[Text segment]:
•••••

Use of a soluble interleukin-1 receptor to inhibit ocular inflammation.

Interleukin-1 (IL-1) has been strongly implicated as an inflammatory mediator in anterior uveitis. Recently, solubilized receptors have been utilized to block the binding of viruses to cell membranes or to inhibit cytokine activity. We have tested the activity of an intravitreally injected soluble, human interleukin-1 receptor in a rabbit model of IL-1-induced inflammation. 3 ug of the soluble receptor markedly inhibited both the cellular infiltration and the protein extravasation that followed 6 hours after an intravitreal injection of 10.5 ng of recombinant human interleukin-1 alpha. The efficacy of the soluble receptor was less marked 24 hours after the IL-1 injection. The cellular infiltrate was not reduced at all if the IL-1 receptor was injected 2 hours after the IL-1. The activity of the soluble receptor deserves further study as a therapeutic modality for inflammatory eye disease.

Synthesis of platelet activating factor by ocular tissue from inflamed eyes.

Platelet activating factors (PAFs) are a family of ether lipids with properties that suggest a major role in inflammation. We have previously implicated PAFs in ocular inflammation based on the inhibition of several rabbit models of iritis with a specific PAF receptor antagonist. We have tested ocular tissues for the ability to synthesize PAF. Iris, ciliary body, cornea, and/or retina were carefully dissected from New Zealand white rabbits, and tissue from four eyes was pooled. Tissues were stimulated with calcium ionophore (10 mumol/L), and supernatants were extracted with chloroform-methanol. Platelet-aggregating activity was found in the chloroform phase in 2 of 9, 1 of 8, 0 of 9, and 3 of 9 studies involving iris, retina, ciliary body, or cornea, respectively. Twenty-four hours after the intravitreal injection of 125 ng of endotoxin, aggregating activity was consistently detectable from supernatants of stimulated iris and ciliary body, occasionally present from stimulated retina but not detectable from cornea. The shape of the aggregation curve resembled that produced by 0.5 to 2.0 ng of authentic PAF. Moreover, the aggregation could be completely inhibited by a PAF receptor antagonist and the aggregating activity chromatographed identically on high-performance liquid chromatography to a PAF standard. These studies indicate that PAF-like activity could be detected from several ocular tissues subsequent to inflammation. Iris, ciliary body, retina, vascular endothelium, and/or leukocytes could each contribute to the presence of this inflammatory mediator.

The effects of topical S(+)-ibuprofen on interleukin-1 induced ocular inflammation in a rabbit model.

Topical non-steroidal anti-inflammatory drugs may serve as an alternative or adjunct to topical corticosteroid therapy for iritis. We have tested the efficacy of topically given S(+)-ibuprofen in a rabbit model of uveitis secondary to the intravitreal injection of human recombinant interleukin 1-alpha. Topically administered S(+)-ibuprofen was found to inhibit increased vascular permeability associated with this model. These results with topical S(+)-ibuprofen compare favorably to the results seen with topical prednisolone and are significantly superior to the results seen with topical flurbiprofen. Topical S(+)-ibuprofen did not significantly reduce the cellular infiltration associated with interleukin-1 induced inflammation. These findings suggest a potential role for topical S(+)-ibuprofen in the treatment of ocular inflammation and, in this animal model, it appears to be superior to an alternative non-steroidal compound, but further studies are indicated to assess its activity in alternate models of ocular inflammation.

•••••

[Source data]:

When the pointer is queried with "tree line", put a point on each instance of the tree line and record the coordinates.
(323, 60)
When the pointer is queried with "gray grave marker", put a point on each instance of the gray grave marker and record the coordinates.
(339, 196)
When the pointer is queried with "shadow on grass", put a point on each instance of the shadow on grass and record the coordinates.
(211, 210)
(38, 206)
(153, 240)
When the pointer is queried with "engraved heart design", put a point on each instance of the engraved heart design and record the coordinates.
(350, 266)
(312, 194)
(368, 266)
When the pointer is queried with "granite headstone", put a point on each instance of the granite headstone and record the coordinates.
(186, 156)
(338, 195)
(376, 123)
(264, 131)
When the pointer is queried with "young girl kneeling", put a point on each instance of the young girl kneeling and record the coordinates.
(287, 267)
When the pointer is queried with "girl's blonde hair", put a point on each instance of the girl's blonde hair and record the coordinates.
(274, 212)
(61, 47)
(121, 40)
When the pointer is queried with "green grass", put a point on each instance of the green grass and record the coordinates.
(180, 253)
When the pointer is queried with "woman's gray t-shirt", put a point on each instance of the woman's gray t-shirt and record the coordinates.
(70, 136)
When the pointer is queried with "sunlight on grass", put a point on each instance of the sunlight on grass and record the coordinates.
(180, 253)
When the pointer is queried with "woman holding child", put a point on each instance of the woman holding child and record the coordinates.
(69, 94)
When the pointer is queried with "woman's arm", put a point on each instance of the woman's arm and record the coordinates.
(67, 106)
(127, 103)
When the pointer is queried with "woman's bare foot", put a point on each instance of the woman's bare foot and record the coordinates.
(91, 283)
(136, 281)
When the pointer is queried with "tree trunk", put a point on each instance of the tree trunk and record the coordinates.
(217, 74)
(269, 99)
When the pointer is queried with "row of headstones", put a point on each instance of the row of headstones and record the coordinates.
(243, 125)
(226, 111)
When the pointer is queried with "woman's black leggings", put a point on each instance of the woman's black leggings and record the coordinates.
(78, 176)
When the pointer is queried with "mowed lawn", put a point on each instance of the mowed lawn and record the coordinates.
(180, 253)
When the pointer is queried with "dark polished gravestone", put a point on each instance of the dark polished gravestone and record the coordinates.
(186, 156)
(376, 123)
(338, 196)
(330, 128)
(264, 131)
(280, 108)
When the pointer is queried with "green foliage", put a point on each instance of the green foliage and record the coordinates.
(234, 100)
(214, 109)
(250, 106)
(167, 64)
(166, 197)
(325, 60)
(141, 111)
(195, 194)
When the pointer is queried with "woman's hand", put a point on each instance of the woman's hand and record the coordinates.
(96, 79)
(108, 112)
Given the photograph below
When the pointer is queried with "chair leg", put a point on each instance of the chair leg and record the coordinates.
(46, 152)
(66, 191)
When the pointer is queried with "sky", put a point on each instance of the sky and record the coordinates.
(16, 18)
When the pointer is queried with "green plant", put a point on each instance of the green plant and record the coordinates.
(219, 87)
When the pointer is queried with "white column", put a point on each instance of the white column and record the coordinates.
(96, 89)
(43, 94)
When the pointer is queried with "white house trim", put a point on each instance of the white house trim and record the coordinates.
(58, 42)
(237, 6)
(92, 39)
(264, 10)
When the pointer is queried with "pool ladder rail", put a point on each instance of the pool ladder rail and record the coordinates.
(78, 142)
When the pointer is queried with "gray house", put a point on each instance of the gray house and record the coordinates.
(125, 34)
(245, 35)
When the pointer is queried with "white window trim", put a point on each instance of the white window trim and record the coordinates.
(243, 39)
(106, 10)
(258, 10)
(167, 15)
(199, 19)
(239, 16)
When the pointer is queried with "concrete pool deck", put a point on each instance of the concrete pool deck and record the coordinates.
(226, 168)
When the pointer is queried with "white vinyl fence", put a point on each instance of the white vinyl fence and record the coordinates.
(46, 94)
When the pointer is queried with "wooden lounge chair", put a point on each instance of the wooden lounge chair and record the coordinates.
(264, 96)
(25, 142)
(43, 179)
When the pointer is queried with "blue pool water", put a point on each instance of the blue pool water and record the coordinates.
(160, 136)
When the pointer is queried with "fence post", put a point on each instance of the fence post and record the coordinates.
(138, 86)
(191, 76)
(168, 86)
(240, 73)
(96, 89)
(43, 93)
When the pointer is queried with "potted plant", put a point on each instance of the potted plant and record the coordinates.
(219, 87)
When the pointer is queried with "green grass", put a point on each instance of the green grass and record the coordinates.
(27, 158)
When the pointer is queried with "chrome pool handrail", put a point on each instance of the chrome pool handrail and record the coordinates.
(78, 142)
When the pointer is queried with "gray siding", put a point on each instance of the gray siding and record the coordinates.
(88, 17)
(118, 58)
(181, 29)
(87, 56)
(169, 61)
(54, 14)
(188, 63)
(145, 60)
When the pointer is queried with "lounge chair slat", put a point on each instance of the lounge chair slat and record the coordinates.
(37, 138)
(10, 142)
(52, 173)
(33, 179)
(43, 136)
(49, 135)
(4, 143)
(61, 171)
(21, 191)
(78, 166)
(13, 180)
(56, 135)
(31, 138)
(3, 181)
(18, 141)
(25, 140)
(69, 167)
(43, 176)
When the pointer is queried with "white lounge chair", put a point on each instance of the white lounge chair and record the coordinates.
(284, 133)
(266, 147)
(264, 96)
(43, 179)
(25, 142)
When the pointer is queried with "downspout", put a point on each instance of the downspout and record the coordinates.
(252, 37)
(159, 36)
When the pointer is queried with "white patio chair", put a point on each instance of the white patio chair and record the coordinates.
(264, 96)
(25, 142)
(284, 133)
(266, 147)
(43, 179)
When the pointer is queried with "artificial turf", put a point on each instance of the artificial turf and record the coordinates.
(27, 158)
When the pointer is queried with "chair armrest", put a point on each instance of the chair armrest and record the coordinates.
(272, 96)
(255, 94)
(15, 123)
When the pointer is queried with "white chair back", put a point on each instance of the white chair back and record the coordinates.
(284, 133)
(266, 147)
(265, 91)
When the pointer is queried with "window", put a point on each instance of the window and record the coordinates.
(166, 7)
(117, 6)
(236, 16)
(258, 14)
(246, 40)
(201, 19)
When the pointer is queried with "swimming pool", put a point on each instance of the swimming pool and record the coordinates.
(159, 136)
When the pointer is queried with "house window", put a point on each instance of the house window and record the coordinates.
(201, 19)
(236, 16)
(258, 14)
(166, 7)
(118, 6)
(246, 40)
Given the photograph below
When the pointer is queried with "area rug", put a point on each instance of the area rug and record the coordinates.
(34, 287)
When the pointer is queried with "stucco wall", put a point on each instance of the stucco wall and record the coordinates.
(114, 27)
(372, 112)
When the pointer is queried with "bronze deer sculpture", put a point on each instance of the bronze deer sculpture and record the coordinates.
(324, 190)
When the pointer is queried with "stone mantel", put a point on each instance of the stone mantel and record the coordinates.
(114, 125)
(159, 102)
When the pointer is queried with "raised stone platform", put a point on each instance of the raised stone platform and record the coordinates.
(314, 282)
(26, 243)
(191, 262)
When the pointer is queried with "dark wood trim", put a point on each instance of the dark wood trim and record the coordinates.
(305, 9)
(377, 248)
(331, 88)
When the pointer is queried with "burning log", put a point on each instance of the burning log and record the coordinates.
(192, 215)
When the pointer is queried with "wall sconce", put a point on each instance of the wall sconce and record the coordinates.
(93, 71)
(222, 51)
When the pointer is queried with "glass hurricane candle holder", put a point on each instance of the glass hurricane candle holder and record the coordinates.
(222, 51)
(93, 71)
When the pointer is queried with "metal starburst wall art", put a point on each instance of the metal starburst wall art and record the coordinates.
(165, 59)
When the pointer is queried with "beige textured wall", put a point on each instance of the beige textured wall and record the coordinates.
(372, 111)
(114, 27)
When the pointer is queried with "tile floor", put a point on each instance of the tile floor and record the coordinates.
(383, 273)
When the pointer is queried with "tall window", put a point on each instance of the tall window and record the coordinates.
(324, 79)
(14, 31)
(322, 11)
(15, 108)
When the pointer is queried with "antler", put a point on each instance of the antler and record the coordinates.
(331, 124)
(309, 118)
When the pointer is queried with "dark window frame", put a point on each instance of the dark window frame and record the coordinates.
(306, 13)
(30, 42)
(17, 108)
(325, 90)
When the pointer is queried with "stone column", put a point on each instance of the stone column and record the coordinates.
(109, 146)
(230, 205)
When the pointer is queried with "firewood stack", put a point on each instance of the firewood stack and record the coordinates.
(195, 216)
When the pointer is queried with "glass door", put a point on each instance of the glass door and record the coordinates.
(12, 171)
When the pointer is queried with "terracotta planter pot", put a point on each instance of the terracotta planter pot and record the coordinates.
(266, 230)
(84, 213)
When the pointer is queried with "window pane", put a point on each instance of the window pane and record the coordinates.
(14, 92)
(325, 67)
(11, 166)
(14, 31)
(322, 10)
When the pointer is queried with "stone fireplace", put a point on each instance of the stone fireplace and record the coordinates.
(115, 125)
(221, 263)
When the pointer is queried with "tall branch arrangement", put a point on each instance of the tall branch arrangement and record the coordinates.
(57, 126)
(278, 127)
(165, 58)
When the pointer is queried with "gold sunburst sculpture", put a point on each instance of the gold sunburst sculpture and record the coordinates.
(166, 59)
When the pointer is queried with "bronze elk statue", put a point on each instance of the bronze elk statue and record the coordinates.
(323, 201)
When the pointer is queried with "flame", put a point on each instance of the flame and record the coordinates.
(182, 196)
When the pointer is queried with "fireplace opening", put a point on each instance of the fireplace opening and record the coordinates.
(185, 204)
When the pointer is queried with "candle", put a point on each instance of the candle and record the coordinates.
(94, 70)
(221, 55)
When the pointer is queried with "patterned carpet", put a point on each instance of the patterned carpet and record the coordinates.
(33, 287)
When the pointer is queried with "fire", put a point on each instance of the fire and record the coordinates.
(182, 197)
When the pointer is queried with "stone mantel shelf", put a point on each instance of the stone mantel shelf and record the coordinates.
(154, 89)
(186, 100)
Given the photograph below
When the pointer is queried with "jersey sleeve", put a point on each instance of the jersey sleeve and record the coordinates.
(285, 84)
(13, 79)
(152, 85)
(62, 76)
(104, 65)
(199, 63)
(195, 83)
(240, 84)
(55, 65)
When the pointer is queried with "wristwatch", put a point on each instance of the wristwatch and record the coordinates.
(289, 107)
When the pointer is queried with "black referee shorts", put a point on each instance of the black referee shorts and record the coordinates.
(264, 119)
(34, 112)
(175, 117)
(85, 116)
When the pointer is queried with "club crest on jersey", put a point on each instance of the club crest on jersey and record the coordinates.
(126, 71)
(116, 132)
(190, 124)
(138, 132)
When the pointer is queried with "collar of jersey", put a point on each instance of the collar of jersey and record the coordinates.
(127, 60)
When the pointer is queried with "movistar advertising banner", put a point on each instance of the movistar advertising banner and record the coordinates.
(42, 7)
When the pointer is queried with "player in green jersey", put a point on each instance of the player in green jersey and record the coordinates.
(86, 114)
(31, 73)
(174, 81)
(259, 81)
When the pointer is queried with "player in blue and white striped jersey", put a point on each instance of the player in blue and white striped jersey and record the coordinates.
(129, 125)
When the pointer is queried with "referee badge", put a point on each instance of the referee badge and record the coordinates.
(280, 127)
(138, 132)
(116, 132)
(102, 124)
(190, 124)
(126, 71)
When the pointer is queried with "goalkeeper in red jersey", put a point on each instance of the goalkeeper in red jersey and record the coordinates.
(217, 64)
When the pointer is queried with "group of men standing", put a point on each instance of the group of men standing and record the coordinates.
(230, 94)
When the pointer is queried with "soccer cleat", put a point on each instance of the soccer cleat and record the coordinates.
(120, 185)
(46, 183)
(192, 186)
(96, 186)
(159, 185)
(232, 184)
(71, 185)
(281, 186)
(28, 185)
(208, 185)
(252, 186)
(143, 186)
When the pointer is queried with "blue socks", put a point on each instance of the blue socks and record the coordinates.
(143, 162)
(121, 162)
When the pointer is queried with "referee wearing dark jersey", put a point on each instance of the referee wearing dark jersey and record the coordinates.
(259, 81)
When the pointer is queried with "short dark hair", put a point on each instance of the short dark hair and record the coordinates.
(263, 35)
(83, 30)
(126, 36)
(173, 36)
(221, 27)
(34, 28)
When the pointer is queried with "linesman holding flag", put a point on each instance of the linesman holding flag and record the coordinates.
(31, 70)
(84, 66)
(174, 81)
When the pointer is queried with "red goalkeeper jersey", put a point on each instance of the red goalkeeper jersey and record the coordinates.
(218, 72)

•••••

[Your goal]: In the ocular inflammation text above, which topical drug did S(+)-ibuprofen significantly outperform in the rabbit model?

[Your response]: Topical flurbiprofen.